Given problem: Write out the data below line for line, changing nothing.

Spatial annotation records:

----

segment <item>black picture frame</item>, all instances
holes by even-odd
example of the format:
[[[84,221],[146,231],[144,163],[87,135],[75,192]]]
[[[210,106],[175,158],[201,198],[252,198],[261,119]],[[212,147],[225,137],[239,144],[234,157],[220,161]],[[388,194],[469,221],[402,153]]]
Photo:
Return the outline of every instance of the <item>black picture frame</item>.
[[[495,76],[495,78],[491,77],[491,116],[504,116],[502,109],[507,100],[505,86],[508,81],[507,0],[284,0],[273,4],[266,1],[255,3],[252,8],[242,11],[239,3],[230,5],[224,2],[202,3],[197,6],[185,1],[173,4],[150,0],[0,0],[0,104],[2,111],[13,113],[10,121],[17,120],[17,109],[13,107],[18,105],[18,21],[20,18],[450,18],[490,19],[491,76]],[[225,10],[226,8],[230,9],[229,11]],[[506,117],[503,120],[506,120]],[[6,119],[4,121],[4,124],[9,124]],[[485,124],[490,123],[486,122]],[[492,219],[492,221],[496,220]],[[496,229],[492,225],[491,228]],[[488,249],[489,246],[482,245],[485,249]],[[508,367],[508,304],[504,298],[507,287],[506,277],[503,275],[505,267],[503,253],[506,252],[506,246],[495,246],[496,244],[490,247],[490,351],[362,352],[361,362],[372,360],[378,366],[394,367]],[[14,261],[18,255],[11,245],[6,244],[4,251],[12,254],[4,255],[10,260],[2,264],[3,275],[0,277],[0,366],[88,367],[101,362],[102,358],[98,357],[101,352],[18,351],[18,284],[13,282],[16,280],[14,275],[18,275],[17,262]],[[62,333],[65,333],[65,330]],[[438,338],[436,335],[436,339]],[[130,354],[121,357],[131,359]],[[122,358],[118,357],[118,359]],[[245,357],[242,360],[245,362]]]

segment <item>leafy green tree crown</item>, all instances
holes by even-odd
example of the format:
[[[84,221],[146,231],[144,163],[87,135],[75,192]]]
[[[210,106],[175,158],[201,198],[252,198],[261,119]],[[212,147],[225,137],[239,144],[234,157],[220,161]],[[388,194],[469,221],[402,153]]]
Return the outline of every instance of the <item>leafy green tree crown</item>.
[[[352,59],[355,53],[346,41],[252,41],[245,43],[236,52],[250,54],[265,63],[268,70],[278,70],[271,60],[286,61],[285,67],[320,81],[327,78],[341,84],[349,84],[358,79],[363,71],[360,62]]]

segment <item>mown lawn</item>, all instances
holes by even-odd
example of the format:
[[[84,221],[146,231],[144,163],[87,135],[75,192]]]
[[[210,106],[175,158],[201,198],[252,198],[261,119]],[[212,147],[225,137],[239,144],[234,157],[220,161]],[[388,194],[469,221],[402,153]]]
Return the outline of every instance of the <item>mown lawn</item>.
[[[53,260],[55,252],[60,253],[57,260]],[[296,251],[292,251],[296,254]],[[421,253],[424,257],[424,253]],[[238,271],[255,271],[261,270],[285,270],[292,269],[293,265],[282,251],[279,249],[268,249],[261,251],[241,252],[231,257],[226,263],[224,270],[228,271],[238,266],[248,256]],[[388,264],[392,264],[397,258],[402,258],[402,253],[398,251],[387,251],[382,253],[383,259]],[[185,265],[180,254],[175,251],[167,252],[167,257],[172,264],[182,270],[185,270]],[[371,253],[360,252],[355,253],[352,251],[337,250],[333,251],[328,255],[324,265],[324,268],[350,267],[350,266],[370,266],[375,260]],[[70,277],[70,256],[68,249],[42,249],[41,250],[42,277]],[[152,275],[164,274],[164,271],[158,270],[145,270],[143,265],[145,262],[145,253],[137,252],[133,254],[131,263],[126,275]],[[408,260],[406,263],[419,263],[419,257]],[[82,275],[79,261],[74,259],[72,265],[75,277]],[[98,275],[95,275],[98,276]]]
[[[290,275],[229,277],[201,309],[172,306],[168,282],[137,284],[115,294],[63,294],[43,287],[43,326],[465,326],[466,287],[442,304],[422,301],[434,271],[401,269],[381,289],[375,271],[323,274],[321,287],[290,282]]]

----

Result for this exercise:
segment <item>black picture frame</item>, all instances
holes by even-odd
example of the format:
[[[84,221],[146,231],[144,163],[87,135],[75,192]]]
[[[210,106],[175,158],[201,198],[252,198],[261,119]],[[212,147],[225,137],[239,144],[234,157],[220,161]],[[388,194],[469,221],[402,153]]]
Photo:
Return the outline of every instance of the <item>black picture frame</item>.
[[[495,76],[495,78],[491,77],[491,116],[504,116],[502,109],[507,100],[505,86],[508,81],[507,0],[284,0],[273,4],[266,1],[255,3],[252,8],[242,11],[239,3],[230,5],[224,2],[202,3],[197,6],[185,1],[173,4],[150,0],[0,0],[0,104],[2,111],[13,113],[10,121],[17,120],[17,109],[13,107],[18,105],[18,21],[20,18],[450,18],[490,19],[491,76]],[[225,10],[226,8],[230,9],[229,11]],[[506,117],[503,120],[506,120]],[[6,119],[4,121],[4,124],[9,124]],[[485,124],[490,123],[486,122]],[[492,219],[492,221],[496,220]],[[496,229],[492,225],[491,228]],[[488,249],[489,246],[482,245],[485,249]],[[508,367],[508,304],[504,298],[507,287],[506,277],[503,275],[505,267],[503,253],[506,252],[506,246],[495,246],[496,244],[490,247],[490,351],[362,352],[361,362],[372,360],[378,366],[394,367]],[[14,261],[18,255],[11,245],[6,244],[4,251],[12,254],[4,255],[10,260],[2,264],[3,275],[0,277],[0,366],[88,367],[101,362],[102,358],[98,357],[101,352],[18,351],[18,284],[13,282],[16,280],[14,275],[18,275],[17,262]],[[62,333],[65,333],[65,330]],[[438,338],[436,335],[436,339]],[[130,354],[121,357],[131,359]],[[122,358],[118,357],[118,359]],[[245,357],[242,360],[245,362]]]

segment <item>leafy green tree crown</item>, all instances
holes by even-odd
example of the format:
[[[84,221],[146,231],[144,163],[87,135],[75,192]]]
[[[210,106],[175,158],[201,198],[252,198],[261,119]],[[212,147],[225,137],[239,144],[234,157],[220,161]],[[388,194],[469,221],[402,153]]]
Return the outline of every instance of the <item>leafy green tree crown</item>.
[[[352,59],[355,53],[346,41],[252,41],[245,43],[236,52],[250,54],[265,63],[268,70],[278,70],[271,60],[286,61],[285,67],[320,81],[327,78],[341,84],[349,84],[358,79],[363,71],[360,62]]]

segment <item>mown lawn</item>, all instances
holes by even-odd
example of the format:
[[[84,221],[146,231],[144,163],[87,135],[75,192]]]
[[[210,106],[175,158],[201,198],[252,198],[261,119]],[[212,147],[225,137],[239,144],[234,157],[220,161]],[[388,194],[469,221],[402,153]]]
Return the outline of every instance of the <item>mown lawn</item>.
[[[53,260],[55,252],[60,253],[57,260]],[[296,251],[292,251],[296,254]],[[421,253],[424,257],[424,253]],[[238,271],[255,271],[261,270],[285,270],[292,269],[293,265],[282,251],[279,249],[268,249],[261,251],[241,252],[231,257],[226,263],[224,270],[228,271],[238,266],[248,256]],[[388,264],[392,264],[397,258],[402,258],[402,253],[398,251],[387,251],[382,253],[383,259]],[[185,265],[180,254],[175,251],[167,252],[167,257],[172,264],[182,270],[185,270]],[[371,253],[360,252],[355,253],[352,251],[337,250],[333,251],[328,255],[324,265],[324,268],[350,267],[350,266],[370,266],[375,260]],[[70,277],[70,256],[68,249],[42,249],[41,250],[42,277]],[[152,275],[164,274],[164,271],[158,270],[145,270],[143,265],[145,262],[145,253],[137,252],[133,254],[131,263],[126,275]],[[408,260],[406,263],[419,263],[419,257]],[[82,275],[79,261],[74,259],[72,265],[75,277]],[[98,275],[95,275],[98,276]]]
[[[290,275],[229,277],[201,309],[172,306],[168,282],[137,284],[115,294],[63,294],[43,287],[43,326],[465,326],[466,287],[442,304],[422,301],[434,271],[401,269],[381,289],[375,271],[323,274],[321,287],[290,282]]]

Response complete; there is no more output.